Given task: Rewrite all of the records below with "retail shelf audit" changed to "urban street survey" wherever it appears. Leave everything else the same.

Supplied information:

* * * * * * * * *

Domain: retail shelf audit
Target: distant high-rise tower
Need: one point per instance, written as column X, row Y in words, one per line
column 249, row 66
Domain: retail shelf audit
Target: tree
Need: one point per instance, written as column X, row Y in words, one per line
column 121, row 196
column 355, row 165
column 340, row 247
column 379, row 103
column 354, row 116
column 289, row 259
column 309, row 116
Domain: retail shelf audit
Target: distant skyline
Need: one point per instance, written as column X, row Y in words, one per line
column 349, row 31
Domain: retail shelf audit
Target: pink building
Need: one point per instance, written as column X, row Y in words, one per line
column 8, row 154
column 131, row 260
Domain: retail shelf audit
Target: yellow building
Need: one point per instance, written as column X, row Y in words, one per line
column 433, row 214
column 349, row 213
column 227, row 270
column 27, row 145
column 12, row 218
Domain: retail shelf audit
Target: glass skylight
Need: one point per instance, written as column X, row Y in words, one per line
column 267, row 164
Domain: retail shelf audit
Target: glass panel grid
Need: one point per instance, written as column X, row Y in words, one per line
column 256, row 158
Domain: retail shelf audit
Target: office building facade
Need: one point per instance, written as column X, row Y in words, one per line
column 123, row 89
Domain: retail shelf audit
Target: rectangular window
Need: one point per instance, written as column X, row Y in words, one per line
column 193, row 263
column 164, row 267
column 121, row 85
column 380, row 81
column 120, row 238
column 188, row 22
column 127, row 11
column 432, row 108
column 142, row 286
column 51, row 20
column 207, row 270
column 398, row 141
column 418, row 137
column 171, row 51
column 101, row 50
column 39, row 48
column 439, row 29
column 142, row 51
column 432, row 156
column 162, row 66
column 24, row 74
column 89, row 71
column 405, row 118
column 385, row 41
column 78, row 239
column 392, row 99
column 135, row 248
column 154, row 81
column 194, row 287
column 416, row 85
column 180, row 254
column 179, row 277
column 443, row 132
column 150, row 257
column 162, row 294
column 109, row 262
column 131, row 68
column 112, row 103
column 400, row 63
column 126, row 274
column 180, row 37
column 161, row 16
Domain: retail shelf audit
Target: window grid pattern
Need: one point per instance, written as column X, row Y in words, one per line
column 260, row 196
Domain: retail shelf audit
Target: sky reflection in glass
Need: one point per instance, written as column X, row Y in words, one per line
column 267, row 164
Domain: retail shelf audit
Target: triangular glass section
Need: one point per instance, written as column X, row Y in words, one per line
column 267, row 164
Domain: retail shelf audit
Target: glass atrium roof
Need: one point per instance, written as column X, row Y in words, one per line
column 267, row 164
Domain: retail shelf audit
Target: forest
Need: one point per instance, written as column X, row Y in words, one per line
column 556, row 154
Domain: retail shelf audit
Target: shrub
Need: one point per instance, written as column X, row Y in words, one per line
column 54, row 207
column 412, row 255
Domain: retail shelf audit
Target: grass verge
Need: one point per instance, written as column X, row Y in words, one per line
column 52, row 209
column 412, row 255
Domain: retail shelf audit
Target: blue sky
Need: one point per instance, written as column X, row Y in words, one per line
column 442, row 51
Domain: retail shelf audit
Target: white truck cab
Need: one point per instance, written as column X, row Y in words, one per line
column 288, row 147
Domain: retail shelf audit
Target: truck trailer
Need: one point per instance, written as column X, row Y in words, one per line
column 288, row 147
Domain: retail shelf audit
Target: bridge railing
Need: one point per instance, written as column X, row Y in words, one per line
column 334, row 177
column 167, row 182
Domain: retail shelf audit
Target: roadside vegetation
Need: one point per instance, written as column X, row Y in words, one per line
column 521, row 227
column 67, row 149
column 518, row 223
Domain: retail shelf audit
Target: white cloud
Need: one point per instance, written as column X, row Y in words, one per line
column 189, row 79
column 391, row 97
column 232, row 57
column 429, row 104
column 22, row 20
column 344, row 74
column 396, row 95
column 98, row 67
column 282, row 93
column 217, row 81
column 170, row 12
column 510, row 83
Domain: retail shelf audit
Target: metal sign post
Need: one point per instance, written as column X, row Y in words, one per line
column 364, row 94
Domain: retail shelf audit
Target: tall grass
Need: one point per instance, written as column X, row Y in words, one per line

* * * * * * * * *

Answer to this exercise:
Domain: urban street survey
Target: distant high-rise tower
Need: one point per instance, written as column X, row Y in words, one per line
column 249, row 66
Domain: urban street survey
Target: tree
Need: one point per instance, written as column X, row Y in words, one per line
column 121, row 196
column 355, row 165
column 340, row 247
column 379, row 103
column 354, row 116
column 289, row 259
column 309, row 116
Domain: urban street survey
Target: distant skyline
Need: one point per instance, written as column X, row Y in words, one per line
column 349, row 31
Domain: urban street survey
Target: pink building
Need: one point per instance, written as column X, row Y in words, one per line
column 8, row 154
column 131, row 260
Domain: urban street survey
Target: yellow building
Need: one point per instance, written as column X, row Y in words, one per line
column 433, row 214
column 349, row 213
column 227, row 270
column 27, row 145
column 12, row 218
Domain: urban street survey
Target: glass skylight
Need: one point per instance, written as column X, row Y in words, one per line
column 267, row 164
Domain: urban street survey
Target: glass panel grid
Need: one point per instance, written as column X, row Y in words, one per line
column 256, row 158
Domain: urban street survey
Target: office building facade
Need: one point per instance, written as column X, row Y in words, one per line
column 123, row 89
Domain: urban street survey
Target: rectangular window
Need: one point per instance, written as column X, row Y in words, one per line
column 193, row 263
column 164, row 267
column 121, row 85
column 380, row 81
column 120, row 238
column 188, row 22
column 127, row 11
column 432, row 108
column 142, row 286
column 51, row 20
column 207, row 270
column 398, row 141
column 418, row 137
column 171, row 51
column 101, row 50
column 39, row 48
column 439, row 29
column 142, row 51
column 432, row 156
column 162, row 66
column 24, row 74
column 89, row 71
column 405, row 118
column 385, row 41
column 78, row 239
column 392, row 99
column 135, row 248
column 154, row 81
column 194, row 287
column 416, row 85
column 180, row 254
column 179, row 277
column 443, row 132
column 150, row 257
column 162, row 294
column 109, row 262
column 131, row 68
column 112, row 103
column 400, row 63
column 126, row 274
column 180, row 37
column 161, row 16
Domain: urban street survey
Target: window grid pattern
Need: one point per instance, written as column X, row Y in words, one per line
column 260, row 196
Domain: urban street survey
Target: sky reflection in glass
Need: one point per instance, written as column X, row Y in words, one per line
column 267, row 164
Domain: urban street survey
Target: triangular glass section
Need: one point per instance, written as column X, row Y in words, one per line
column 267, row 164
Domain: urban street survey
Target: glass atrium roof
Need: one point per instance, written as column X, row Y in words, one per line
column 267, row 164
Domain: urban street survey
Target: forest
Need: one point per instance, written as column X, row Y in words, one per line
column 556, row 154
Domain: urban street survey
Target: shrub
Need: one point per instance, written as column X, row Y in words, one per line
column 54, row 207
column 412, row 255
Domain: urban street survey
Target: grass verge
Need: one point per instance, written as column X, row Y in words, one per line
column 52, row 209
column 412, row 255
Domain: urban street survey
Target: blue sky
Need: one point per instance, written as column X, row Y in words, one per line
column 442, row 51
Domain: urban street survey
Target: white truck cab
Need: one point per instance, written as column X, row Y in words, one per line
column 288, row 147
Domain: urban street survey
Target: truck trailer
Need: one point per instance, written as column X, row Y in words, one per line
column 288, row 147
Domain: urban street survey
Target: bridge railing
Need: one point per instance, written as column X, row Y in words, one per line
column 334, row 177
column 167, row 182
Domain: urban street survey
Target: roadside vegetation
Need: one point per instance, written as column X, row Y in words, one per line
column 521, row 227
column 67, row 149
column 518, row 223
Domain: urban street survey
Target: white cloud
Need: one point per instance, written as column X, row Y in words, one per line
column 189, row 79
column 391, row 97
column 232, row 57
column 429, row 104
column 22, row 20
column 344, row 74
column 396, row 95
column 98, row 67
column 282, row 93
column 217, row 81
column 170, row 12
column 510, row 83
Domain: urban street survey
Target: metal sign post
Need: one point per instance, written as column X, row Y in words, one per line
column 364, row 94
Domain: urban street survey
Target: tall grass
Need: one point per instance, written as column X, row Y in words, one per line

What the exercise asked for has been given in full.